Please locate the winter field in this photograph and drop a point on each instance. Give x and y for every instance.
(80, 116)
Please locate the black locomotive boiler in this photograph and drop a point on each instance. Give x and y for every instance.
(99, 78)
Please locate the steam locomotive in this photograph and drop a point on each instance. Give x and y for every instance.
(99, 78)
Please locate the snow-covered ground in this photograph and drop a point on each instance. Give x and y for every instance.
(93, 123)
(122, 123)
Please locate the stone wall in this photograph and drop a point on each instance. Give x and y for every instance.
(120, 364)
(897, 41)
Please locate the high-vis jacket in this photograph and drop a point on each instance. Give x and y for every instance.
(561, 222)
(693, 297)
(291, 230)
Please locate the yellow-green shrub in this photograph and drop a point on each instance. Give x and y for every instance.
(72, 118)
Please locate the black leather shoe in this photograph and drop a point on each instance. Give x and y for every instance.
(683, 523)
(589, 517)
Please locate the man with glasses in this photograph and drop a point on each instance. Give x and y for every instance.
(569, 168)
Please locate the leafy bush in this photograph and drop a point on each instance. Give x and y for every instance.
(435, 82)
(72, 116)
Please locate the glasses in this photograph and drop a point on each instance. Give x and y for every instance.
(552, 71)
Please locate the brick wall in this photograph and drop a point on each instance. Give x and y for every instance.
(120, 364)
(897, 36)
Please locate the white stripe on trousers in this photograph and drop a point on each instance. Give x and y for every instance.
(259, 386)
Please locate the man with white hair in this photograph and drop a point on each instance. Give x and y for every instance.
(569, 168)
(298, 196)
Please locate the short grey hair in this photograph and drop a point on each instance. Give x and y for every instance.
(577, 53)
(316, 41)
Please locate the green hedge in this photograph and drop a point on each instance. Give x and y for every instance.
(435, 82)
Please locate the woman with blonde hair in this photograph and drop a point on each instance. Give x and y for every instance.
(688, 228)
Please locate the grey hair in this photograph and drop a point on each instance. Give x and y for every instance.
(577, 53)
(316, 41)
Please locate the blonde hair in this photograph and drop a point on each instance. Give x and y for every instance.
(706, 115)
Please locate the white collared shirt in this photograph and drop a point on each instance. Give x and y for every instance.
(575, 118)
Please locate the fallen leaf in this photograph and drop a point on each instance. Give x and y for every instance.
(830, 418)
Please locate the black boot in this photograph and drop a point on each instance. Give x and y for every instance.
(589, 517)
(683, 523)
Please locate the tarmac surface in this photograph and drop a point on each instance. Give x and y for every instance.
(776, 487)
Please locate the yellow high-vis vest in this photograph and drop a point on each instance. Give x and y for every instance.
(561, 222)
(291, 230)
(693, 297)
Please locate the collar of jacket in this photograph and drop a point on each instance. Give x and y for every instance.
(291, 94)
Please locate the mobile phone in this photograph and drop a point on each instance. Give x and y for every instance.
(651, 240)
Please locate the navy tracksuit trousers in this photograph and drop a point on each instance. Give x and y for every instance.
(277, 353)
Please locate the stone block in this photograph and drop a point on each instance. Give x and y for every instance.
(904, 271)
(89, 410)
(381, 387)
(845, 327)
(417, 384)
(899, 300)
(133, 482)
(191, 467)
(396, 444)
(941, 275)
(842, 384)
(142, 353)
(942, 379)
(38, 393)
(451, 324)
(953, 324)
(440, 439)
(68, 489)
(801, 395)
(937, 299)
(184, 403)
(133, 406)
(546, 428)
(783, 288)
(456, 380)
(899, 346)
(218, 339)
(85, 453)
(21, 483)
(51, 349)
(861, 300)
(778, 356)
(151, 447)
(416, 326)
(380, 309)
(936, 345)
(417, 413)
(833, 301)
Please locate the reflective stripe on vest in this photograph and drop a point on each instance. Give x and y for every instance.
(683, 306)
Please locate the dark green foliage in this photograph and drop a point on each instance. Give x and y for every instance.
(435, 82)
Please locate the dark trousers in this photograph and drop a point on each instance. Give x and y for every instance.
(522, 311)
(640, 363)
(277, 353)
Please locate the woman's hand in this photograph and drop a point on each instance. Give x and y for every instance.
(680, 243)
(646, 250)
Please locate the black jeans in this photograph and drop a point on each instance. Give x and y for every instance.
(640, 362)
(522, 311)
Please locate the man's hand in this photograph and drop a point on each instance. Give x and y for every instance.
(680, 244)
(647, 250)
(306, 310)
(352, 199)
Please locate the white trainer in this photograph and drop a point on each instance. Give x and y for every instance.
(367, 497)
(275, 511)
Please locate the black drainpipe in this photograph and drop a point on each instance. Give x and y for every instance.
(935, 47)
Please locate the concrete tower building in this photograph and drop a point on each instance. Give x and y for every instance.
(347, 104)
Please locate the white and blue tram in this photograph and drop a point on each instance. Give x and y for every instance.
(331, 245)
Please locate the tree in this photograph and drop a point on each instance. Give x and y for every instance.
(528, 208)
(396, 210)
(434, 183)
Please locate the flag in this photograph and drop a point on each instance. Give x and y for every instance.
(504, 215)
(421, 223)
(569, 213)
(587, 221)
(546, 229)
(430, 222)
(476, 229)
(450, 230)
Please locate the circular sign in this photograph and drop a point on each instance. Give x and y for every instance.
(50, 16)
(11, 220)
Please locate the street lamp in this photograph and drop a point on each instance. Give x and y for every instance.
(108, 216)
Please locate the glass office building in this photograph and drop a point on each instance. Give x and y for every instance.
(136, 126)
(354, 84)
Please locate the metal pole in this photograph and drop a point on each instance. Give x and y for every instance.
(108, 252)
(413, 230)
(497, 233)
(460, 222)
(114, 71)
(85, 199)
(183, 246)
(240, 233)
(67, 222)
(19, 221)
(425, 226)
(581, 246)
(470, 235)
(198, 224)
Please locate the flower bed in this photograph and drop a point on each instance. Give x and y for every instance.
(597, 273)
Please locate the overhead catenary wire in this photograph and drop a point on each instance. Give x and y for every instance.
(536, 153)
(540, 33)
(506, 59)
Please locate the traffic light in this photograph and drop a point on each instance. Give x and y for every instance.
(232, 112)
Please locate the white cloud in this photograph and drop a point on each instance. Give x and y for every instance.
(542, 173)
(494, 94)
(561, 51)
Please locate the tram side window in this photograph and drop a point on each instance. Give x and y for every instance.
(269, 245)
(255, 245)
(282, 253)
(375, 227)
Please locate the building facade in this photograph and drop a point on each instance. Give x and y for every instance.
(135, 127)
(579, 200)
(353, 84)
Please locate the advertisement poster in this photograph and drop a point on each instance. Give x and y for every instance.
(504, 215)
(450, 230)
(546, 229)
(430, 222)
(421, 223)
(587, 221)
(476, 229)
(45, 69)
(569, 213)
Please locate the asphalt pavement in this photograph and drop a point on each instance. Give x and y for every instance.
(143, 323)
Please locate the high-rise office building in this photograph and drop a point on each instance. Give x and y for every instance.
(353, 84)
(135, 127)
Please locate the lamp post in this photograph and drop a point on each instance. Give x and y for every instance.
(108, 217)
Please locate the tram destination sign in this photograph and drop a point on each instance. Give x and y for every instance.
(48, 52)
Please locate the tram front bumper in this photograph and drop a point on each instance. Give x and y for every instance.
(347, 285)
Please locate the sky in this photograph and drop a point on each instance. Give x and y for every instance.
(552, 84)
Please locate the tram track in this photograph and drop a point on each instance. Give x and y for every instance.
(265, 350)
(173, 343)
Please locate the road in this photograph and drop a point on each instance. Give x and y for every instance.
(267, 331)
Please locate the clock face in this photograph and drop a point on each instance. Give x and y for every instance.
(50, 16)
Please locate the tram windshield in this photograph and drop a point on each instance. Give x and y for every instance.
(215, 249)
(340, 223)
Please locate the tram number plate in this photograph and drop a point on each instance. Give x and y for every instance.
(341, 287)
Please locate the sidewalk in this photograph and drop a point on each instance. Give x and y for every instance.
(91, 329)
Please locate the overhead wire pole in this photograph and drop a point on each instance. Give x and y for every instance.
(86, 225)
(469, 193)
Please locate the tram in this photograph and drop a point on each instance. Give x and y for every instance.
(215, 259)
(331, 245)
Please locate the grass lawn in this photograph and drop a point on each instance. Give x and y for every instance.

───

◆ Goal ◆
Copy only the stretch running from the line containing "Please locate the tram number" to the final line of the entries, both ends included, exactly as it stands.

◆ Correct response ◆
Please locate the tram number plate in this photograph and drop a point on each instance. Give x and y for every instance.
(341, 287)
Please locate the sidewalk in this photograph and drop a point on each instance. Give x and y for every instance.
(91, 329)
Please locate the overhead wire pole in this photograph and drop a point on each instance. Give x and y for every instance.
(86, 225)
(469, 193)
Please locate the tram in this photograph and drop a point on each instance. Give x and y for every instance.
(215, 259)
(331, 245)
Please locate the grass lawn in this photograph and drop a point on each instance. Give x and y for every instance.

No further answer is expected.